**EXTRAIT DU DOCUMENT**
Depuis septembre 2003, le foulard islamique est devenu la controverse principale de notre pays.

Cela survient après vingt ans d'ethnicisation du débat politique par le FN et le regain d'islamophobie qui a suivi le 11 septembre 2001, le tout réactivant un inconscient colonial. Nombre de nos concitoyens ne sont-ils pas alors prêts à penser que la «question ethnique» en général et l'islam en particulier sont au cœur des «problèmes» de la société française ?

Depuis la fin des années 1970, des millions de travailleurs et de jeunes sont soumis au chômage de masse et à la précarisation. L'échec scolaire frappe les plus démunis. La violence sociale s'abat toujours sur les mêmes, et davantage sur les femmes. Une discrimination raciste à l'embauche est devenue presque «normale». La relégation spatiale a créé des quasi-«ghettos» dans lesquels on envoie des policiers face à une minorité de jeunes qui retournent la marginalisation subie en violence contre les institutions, mais aussi contre leurs sœurs et leurs frères en misère.

Et pourtant... on préfère se focaliser sur quelques dizaines de cas difficiles dans nos écoles concernant le port du foulard islamique ou sur un intellectuel suisse entre deux eaux : celle d'un islam communautariste qui fait de la religion la coordonnée centrale des personnes et celle des valeurs égalitaires et individualistes des Lumières progressistes.

**VOTRE OBJECTIF**
Présentez sous forme de liste le paragraphe de l'extrait qui commence par « Depuis la fin des années 1970 », en gardant ses faits principaux.

**LIGNES DE DONNÉES**
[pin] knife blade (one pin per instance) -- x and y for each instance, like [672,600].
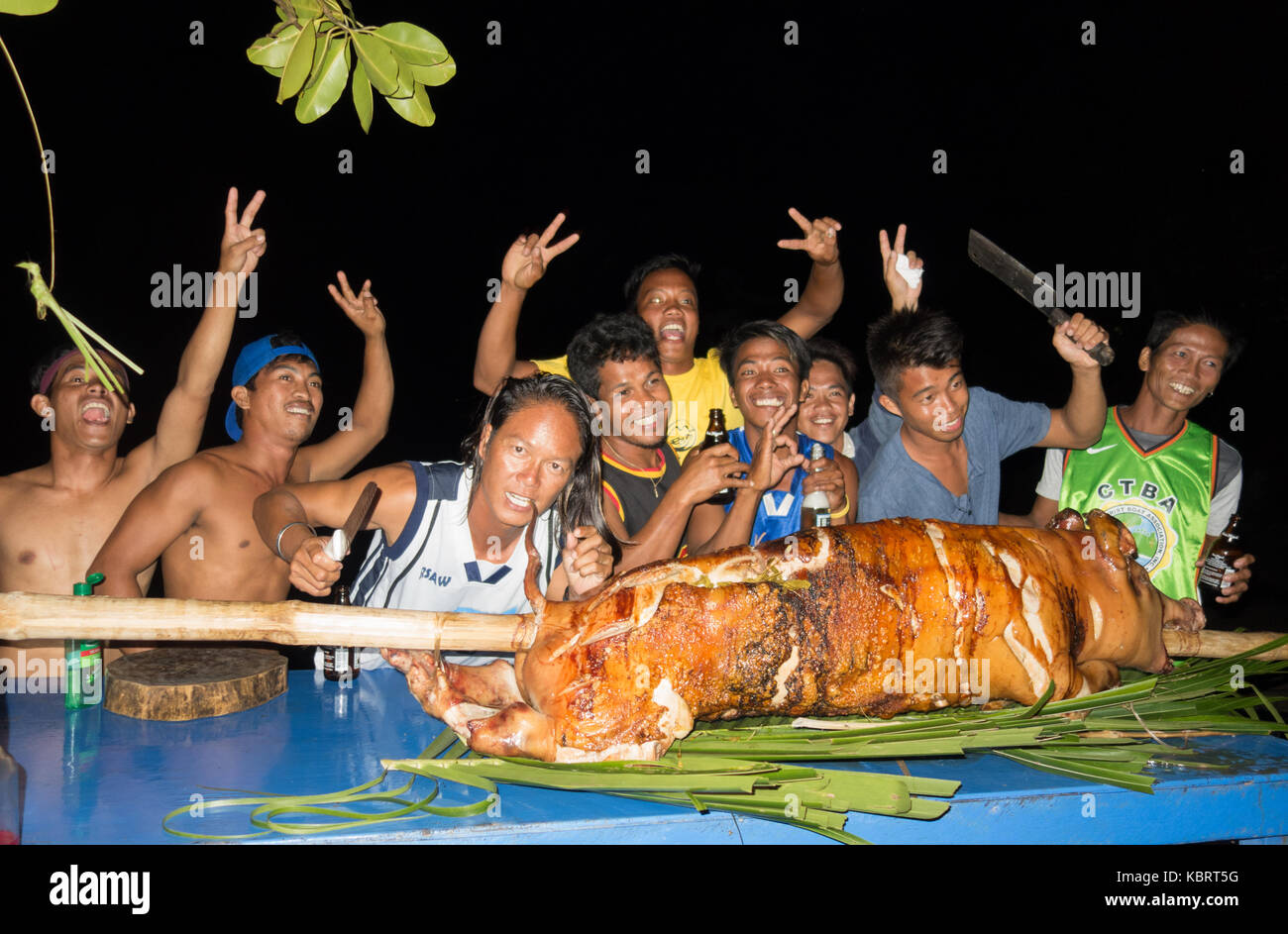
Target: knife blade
[343,536]
[993,259]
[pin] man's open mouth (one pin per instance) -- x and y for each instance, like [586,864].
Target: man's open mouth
[520,502]
[97,412]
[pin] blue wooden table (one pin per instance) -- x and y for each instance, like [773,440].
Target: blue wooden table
[98,777]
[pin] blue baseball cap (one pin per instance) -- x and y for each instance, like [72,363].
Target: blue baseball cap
[253,359]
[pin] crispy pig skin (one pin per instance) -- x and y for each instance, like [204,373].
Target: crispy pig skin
[728,635]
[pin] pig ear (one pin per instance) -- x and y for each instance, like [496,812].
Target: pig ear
[1067,519]
[1116,543]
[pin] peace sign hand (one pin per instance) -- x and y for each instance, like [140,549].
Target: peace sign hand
[364,309]
[241,247]
[776,453]
[819,240]
[528,256]
[903,298]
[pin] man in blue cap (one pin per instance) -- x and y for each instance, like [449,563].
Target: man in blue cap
[59,513]
[197,518]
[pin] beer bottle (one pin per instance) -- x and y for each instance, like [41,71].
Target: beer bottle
[340,661]
[82,660]
[1220,560]
[815,510]
[716,434]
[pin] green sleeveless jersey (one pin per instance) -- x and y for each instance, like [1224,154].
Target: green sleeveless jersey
[1163,496]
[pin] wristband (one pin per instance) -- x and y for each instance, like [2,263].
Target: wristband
[278,549]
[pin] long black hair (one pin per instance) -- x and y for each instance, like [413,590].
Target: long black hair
[580,502]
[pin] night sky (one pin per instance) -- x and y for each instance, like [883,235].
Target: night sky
[1107,157]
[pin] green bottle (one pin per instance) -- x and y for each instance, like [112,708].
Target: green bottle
[84,660]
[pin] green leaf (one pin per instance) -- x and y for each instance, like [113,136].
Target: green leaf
[406,82]
[362,101]
[327,84]
[378,62]
[415,108]
[271,52]
[434,75]
[412,44]
[27,8]
[297,64]
[320,47]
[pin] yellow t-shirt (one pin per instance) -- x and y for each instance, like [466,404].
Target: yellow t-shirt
[694,395]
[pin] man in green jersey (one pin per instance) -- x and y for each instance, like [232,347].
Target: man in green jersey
[1171,482]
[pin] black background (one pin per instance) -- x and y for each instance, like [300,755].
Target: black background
[1107,157]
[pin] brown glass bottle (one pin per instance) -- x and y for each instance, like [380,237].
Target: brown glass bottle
[1220,560]
[340,661]
[716,434]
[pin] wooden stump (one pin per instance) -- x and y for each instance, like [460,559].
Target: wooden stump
[181,683]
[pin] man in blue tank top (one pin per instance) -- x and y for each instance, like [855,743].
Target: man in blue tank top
[765,363]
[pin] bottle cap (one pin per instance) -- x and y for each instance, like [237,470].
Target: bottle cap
[86,586]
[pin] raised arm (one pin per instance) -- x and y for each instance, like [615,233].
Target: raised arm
[523,265]
[287,517]
[339,454]
[183,415]
[165,510]
[1082,419]
[825,285]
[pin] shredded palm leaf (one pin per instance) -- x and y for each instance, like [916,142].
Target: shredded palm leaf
[76,330]
[746,767]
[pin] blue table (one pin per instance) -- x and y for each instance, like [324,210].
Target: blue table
[98,777]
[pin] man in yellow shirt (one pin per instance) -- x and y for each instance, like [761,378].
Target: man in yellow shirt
[665,295]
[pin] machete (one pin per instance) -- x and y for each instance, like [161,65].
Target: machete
[990,257]
[343,538]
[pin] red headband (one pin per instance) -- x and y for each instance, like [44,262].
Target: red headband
[48,376]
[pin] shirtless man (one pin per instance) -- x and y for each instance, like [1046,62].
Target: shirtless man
[197,515]
[56,515]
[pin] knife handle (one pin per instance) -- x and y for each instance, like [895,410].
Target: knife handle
[1102,352]
[338,545]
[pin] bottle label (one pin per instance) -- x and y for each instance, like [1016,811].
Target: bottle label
[1214,571]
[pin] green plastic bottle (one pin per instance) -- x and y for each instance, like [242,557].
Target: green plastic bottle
[84,660]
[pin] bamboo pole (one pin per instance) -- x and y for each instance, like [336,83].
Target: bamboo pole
[294,622]
[290,622]
[1211,643]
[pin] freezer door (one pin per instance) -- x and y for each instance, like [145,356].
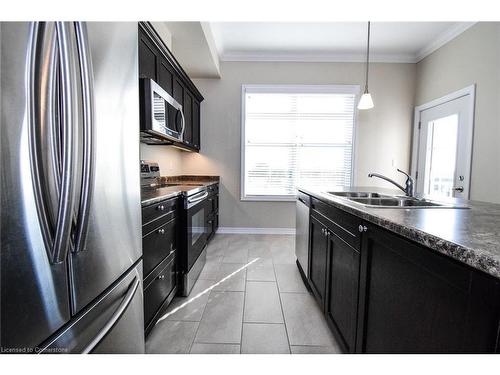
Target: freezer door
[112,324]
[112,243]
[34,222]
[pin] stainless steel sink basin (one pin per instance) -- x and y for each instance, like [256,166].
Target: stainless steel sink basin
[376,200]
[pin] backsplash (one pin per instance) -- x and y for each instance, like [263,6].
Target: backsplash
[168,158]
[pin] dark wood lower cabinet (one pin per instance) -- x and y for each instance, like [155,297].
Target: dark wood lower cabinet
[413,300]
[382,293]
[342,290]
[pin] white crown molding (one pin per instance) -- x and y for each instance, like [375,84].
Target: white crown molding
[442,39]
[445,37]
[315,57]
[243,230]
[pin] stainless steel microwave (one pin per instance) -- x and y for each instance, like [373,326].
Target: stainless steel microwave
[162,118]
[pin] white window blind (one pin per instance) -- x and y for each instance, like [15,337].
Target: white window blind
[300,136]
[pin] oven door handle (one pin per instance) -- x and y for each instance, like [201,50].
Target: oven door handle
[197,198]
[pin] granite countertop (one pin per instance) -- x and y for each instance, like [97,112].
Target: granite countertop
[471,236]
[173,186]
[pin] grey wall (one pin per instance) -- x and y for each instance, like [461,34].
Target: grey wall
[471,58]
[382,139]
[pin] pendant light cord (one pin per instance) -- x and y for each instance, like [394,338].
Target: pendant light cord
[367,57]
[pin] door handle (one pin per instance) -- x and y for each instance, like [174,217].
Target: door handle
[183,124]
[87,85]
[114,318]
[57,236]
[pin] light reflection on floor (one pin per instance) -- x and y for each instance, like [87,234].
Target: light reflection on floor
[206,290]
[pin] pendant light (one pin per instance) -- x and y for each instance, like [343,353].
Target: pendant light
[366,101]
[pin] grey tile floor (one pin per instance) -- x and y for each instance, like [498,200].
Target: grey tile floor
[250,298]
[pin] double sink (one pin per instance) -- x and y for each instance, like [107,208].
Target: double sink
[369,199]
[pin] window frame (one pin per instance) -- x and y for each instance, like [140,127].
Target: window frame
[291,89]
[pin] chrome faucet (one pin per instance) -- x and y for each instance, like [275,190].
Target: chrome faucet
[409,188]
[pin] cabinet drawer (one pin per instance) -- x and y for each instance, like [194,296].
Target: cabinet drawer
[163,211]
[341,223]
[158,244]
[159,288]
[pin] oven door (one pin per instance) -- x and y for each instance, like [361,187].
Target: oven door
[197,227]
[161,115]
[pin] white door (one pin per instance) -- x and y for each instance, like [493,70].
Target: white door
[444,148]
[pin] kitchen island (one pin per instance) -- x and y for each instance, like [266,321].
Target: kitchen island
[399,280]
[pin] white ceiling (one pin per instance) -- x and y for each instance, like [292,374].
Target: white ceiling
[334,41]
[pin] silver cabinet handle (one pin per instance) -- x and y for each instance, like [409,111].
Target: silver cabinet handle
[87,81]
[198,198]
[114,318]
[183,124]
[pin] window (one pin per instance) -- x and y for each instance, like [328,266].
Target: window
[296,136]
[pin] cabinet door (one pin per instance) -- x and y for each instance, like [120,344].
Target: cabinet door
[196,123]
[165,76]
[147,58]
[188,117]
[343,282]
[318,259]
[412,300]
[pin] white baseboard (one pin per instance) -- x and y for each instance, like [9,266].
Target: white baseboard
[241,230]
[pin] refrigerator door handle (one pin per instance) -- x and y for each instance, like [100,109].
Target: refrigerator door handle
[115,317]
[87,84]
[62,234]
[35,158]
[56,236]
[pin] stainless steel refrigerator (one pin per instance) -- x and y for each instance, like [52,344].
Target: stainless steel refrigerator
[71,269]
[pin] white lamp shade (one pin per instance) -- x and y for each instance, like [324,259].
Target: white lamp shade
[366,101]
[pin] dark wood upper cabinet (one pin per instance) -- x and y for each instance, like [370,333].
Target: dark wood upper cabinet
[318,258]
[188,118]
[147,57]
[165,77]
[196,124]
[158,63]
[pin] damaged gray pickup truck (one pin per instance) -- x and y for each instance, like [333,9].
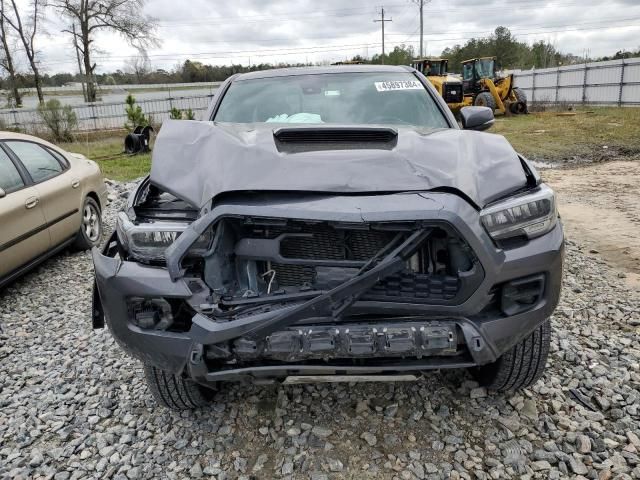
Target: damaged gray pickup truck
[332,223]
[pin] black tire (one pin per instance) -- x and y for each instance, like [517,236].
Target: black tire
[90,233]
[175,392]
[521,366]
[485,99]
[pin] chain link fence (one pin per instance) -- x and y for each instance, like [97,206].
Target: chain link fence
[104,116]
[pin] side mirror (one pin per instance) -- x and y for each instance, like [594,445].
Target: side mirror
[476,118]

**CORRIGÉ**
- Depuis la fin des années 1970, des millions de travailleurs et de jeunes subissent le chômage de masse et la précarisation.
- L'échec scolaire frappe les plus démunis.
- La violence sociale touche toujours les mêmes, et davantage les femmes.
- La discrimination raciste à l'embauche est devenue presque « normale ».
- La relégation spatiale a créé des quasi-« ghettos ». On y envoie des policiers face à une minorité de jeunes qui retournent leur marginalisation en violence contre les institutions, mais aussi contre leurs sœurs et leurs frères en misère.